§ **WHAT IS BEING ASKED**
Reproduce verbatim only the line that holds "of the fountain" and the lines that follow it to the end of the listing.
● ● ● ● ●
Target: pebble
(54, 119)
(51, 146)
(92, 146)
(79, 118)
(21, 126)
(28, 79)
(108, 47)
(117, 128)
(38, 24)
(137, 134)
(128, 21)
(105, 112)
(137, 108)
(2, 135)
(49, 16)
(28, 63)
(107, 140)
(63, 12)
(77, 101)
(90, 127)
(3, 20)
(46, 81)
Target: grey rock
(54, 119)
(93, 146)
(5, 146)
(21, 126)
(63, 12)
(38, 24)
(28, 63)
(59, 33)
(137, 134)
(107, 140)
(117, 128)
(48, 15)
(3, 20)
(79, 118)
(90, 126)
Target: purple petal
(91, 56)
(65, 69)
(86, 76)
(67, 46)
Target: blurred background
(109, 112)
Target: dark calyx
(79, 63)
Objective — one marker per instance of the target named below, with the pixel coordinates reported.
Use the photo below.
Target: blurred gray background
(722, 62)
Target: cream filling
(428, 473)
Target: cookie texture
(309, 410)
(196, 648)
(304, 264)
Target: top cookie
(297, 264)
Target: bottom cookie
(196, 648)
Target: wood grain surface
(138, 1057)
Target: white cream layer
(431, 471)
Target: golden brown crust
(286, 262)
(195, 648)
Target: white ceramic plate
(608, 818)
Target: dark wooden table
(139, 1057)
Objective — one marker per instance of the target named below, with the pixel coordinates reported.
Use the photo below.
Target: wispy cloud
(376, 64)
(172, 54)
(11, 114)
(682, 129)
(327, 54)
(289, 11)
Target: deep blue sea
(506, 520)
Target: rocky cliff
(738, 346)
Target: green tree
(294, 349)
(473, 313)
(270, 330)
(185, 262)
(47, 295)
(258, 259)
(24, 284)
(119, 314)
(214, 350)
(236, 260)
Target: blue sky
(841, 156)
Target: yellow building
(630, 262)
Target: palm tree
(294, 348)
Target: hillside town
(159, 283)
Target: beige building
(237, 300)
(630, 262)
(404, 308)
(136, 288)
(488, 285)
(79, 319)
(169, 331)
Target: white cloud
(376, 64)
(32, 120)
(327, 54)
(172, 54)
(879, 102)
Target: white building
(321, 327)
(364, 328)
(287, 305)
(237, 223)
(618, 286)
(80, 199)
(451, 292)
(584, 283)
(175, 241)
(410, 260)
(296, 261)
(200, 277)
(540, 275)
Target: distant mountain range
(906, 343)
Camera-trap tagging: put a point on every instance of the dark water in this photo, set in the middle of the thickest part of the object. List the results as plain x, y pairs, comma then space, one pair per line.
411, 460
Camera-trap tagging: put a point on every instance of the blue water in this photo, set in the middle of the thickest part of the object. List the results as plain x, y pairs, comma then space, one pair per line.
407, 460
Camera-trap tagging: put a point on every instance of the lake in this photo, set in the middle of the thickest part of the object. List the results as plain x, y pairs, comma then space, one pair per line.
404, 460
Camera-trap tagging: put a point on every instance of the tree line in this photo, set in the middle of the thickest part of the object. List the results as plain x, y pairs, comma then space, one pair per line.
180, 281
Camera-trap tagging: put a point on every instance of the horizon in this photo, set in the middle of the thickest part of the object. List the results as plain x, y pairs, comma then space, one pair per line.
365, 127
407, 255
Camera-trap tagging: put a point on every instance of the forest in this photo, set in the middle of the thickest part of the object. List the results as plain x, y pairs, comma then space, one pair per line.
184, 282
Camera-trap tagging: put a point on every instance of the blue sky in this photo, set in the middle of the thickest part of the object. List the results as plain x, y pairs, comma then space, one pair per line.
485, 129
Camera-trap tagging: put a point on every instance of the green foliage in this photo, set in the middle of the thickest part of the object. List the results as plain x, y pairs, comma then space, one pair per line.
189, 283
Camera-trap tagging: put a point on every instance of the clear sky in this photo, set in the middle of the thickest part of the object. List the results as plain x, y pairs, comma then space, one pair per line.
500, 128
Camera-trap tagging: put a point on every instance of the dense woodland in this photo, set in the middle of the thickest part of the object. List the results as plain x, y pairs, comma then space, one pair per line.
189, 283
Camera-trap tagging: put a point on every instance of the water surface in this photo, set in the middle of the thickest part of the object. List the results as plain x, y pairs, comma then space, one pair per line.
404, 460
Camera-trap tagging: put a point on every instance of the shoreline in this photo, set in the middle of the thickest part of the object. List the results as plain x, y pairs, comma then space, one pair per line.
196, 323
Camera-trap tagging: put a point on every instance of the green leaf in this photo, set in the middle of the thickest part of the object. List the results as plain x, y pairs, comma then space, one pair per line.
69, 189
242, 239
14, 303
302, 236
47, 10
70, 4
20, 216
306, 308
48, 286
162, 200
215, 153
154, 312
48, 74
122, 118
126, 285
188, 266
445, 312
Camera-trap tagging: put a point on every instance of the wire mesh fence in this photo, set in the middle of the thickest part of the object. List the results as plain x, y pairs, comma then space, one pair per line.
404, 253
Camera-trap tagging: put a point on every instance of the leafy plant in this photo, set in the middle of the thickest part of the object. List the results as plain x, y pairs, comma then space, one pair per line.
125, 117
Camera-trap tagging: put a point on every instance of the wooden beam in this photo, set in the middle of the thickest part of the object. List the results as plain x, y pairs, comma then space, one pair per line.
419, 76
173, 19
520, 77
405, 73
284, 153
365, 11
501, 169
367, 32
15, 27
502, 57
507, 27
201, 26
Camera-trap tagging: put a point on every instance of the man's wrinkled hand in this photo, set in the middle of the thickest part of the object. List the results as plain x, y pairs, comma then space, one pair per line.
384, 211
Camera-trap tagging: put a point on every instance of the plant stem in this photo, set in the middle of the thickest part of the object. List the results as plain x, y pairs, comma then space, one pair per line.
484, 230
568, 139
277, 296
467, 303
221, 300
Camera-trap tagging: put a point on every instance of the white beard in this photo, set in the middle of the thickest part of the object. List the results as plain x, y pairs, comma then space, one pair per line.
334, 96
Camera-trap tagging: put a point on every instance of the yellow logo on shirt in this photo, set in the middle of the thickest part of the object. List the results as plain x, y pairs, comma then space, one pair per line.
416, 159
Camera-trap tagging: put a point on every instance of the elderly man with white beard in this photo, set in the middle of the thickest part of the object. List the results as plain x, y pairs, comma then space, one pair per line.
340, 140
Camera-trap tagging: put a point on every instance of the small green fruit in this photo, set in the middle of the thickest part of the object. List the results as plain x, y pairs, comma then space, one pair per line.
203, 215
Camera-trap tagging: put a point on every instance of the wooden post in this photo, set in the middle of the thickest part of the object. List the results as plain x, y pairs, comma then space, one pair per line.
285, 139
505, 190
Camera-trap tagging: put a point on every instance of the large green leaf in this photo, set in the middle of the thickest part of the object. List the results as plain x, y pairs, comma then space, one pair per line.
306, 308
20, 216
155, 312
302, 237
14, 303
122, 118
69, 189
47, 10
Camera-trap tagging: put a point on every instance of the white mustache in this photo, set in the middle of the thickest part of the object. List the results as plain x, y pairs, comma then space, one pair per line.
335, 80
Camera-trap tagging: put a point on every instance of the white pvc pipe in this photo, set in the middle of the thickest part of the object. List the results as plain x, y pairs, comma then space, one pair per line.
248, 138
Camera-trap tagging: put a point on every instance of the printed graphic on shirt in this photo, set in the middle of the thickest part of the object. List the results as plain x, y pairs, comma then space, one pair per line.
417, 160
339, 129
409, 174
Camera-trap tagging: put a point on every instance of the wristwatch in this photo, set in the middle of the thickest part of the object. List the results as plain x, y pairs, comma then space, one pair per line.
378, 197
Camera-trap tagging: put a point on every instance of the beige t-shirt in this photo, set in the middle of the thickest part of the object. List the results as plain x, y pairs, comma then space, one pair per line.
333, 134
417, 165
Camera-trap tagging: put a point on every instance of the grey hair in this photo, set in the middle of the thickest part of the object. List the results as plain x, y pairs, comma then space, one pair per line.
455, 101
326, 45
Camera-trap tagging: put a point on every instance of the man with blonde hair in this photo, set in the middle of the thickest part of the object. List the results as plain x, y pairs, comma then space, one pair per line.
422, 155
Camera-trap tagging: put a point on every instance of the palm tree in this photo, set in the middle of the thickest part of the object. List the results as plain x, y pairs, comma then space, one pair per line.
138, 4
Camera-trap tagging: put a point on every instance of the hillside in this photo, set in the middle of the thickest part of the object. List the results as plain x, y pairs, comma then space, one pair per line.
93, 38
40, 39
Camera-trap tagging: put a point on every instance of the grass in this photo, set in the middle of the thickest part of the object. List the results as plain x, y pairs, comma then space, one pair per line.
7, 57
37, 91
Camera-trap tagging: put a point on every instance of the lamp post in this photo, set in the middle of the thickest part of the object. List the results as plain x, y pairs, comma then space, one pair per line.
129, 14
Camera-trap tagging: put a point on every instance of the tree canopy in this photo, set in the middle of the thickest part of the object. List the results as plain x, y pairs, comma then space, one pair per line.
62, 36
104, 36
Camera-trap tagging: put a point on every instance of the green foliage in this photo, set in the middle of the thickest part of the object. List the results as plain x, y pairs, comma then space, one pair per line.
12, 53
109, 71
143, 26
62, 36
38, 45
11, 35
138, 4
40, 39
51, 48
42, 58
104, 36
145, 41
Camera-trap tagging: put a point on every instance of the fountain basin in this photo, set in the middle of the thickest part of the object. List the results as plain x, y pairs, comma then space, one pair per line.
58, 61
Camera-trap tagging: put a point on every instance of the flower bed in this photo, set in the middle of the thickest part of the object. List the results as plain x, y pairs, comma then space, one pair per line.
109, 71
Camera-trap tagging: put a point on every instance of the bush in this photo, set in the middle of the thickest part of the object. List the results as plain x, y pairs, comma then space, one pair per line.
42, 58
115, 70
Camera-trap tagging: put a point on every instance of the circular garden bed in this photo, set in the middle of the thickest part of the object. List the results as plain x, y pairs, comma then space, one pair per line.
● ● ● ● ●
§ **RESPONSE BOX**
Camera-trap tagging: put a point on every instance of the fountain basin in this photo, set in the middle of the thickest part of the object. List the results as plain x, y pairs, comma then space, one pair per line.
58, 61
Camera-trap tagging: put a point on every instance of the flower bed in this photo, set in the middle of the thickest part of the object. List the results as plain x, y pairs, comma then space, one pair per line.
109, 71
Camera-trap tagging: put a point on every instance of the bush in this photo, set in the middle of the thickest part of the object. List the results as plain x, y pairs, comma then space, one pair per line.
42, 58
115, 70
Camera-trap tagging: put a point on every instance of the circular garden bed in this photo, set in the middle of the thickest part of the object. List the results as plain x, y pairs, comma then space, one pair per line.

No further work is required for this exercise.